▸ **Short task**
Copy the data from the line that contains "the rear taillight" to its last line, exactly, including both of those lines and leaving out everything before.
# START OF Working data
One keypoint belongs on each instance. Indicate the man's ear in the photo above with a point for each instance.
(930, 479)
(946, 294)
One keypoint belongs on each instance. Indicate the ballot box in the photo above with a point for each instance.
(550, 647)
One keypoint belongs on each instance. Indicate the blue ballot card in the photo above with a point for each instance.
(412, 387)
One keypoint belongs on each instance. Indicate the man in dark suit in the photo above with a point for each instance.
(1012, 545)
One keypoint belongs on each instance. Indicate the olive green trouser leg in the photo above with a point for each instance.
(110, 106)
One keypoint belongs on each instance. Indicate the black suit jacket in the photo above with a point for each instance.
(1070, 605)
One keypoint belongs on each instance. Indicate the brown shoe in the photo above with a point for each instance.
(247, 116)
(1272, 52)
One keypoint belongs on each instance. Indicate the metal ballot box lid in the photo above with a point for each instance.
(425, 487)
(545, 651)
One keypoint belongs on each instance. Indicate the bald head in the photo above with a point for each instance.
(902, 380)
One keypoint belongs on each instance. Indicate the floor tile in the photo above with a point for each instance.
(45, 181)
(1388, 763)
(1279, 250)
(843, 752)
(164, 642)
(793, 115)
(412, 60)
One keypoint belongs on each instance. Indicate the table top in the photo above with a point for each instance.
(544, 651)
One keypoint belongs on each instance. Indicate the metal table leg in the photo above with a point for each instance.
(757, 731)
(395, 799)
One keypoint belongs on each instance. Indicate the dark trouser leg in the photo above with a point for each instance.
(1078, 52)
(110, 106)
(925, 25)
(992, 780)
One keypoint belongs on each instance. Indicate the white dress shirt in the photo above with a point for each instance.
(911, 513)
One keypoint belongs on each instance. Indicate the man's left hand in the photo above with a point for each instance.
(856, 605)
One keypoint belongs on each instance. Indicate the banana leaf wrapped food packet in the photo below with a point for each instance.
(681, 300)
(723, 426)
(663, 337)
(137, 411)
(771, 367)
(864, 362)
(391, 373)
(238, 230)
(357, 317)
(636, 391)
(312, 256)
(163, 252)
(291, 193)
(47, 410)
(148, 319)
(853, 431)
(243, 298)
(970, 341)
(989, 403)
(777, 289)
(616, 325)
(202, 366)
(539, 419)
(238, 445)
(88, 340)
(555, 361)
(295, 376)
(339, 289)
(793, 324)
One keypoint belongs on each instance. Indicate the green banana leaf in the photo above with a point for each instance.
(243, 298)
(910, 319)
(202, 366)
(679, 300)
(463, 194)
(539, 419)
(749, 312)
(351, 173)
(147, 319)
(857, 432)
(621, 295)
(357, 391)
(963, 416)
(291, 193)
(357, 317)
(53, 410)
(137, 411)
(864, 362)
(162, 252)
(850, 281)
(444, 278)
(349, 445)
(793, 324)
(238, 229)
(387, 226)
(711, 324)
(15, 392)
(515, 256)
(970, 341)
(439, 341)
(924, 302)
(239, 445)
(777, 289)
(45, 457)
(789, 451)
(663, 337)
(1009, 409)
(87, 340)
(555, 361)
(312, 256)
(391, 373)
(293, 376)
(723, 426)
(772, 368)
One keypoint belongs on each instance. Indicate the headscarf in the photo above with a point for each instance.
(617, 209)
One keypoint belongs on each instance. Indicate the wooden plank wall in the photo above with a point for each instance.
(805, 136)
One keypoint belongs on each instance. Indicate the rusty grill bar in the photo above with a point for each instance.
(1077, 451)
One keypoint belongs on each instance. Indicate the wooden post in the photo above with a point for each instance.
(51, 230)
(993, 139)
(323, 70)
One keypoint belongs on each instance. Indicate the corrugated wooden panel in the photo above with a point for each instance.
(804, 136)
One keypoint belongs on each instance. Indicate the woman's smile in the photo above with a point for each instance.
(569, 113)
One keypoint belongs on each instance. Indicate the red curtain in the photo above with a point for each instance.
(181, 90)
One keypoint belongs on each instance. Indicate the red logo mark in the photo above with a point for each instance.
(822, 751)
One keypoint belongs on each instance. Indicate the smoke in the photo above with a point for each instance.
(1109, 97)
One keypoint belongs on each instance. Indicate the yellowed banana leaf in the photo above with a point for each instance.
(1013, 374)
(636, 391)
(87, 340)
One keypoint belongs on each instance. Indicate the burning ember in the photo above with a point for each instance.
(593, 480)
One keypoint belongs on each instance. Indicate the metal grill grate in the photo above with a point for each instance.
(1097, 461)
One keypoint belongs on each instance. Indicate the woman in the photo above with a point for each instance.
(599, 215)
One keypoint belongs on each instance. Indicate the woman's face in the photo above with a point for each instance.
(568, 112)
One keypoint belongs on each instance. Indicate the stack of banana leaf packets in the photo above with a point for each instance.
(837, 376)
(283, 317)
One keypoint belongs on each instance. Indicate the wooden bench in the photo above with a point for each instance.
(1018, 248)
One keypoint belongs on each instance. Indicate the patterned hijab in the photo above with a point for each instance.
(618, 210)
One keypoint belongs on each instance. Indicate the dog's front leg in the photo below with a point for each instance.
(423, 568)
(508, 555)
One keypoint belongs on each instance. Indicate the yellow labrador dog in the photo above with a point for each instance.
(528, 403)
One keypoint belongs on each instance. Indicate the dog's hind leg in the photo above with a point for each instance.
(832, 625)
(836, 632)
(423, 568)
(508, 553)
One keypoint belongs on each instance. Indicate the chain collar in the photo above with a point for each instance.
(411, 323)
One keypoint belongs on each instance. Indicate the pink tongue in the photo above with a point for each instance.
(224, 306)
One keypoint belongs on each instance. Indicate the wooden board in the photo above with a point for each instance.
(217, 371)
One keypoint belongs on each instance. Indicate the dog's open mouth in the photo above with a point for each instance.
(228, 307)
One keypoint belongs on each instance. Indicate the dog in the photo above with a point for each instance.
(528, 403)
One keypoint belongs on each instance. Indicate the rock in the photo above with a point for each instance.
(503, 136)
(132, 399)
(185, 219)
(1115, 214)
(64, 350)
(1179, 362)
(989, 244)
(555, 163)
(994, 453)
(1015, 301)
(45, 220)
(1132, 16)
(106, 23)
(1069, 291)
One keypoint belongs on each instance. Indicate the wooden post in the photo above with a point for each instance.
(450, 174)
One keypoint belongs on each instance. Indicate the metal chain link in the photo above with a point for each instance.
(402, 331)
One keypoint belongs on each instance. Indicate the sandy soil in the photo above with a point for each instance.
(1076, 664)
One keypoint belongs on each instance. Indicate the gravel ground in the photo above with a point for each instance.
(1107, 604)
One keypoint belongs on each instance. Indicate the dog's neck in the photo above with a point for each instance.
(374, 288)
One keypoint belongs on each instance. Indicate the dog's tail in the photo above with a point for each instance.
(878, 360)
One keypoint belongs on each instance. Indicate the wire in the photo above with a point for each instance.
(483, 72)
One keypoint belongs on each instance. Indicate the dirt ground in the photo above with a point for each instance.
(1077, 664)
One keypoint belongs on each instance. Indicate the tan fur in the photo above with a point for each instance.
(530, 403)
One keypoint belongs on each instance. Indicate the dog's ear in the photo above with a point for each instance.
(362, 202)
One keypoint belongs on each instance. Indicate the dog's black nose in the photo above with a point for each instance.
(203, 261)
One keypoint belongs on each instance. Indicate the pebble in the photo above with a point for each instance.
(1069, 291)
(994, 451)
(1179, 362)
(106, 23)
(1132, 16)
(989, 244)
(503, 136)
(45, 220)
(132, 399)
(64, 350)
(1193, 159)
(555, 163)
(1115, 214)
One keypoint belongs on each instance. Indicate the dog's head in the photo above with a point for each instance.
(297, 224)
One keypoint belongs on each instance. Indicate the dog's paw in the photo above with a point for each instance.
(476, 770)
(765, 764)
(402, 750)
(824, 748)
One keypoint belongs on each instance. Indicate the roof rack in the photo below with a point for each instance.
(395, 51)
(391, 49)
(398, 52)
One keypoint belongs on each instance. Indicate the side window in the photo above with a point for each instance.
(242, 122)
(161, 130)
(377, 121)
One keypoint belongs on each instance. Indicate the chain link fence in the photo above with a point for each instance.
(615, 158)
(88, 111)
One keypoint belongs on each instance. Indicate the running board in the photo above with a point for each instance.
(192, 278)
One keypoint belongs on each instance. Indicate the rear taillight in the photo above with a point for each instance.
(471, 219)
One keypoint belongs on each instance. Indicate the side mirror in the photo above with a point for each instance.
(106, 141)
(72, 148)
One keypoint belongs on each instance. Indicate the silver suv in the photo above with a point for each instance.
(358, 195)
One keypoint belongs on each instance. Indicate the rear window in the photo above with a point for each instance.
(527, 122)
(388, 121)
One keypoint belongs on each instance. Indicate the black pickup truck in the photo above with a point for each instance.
# END OF Working data
▸ **Task solution**
One keypoint belongs on each instance. Indicate the rear taillight in the photo above with a point for each instance.
(471, 219)
One keypoint belongs on each instance. Indicate the side mirror in the photo above with a point for each instance.
(106, 141)
(72, 148)
One keypoint belongs on each instance. Indicate the silver suv in the photo above with a point for each instance.
(358, 195)
One keypoint belongs on each instance. Indicate the rear window in the photo above with a point for each instance.
(527, 122)
(388, 121)
One keypoint belongs on each instance. Indicate the black pickup truck in the photo above with a point for each instance.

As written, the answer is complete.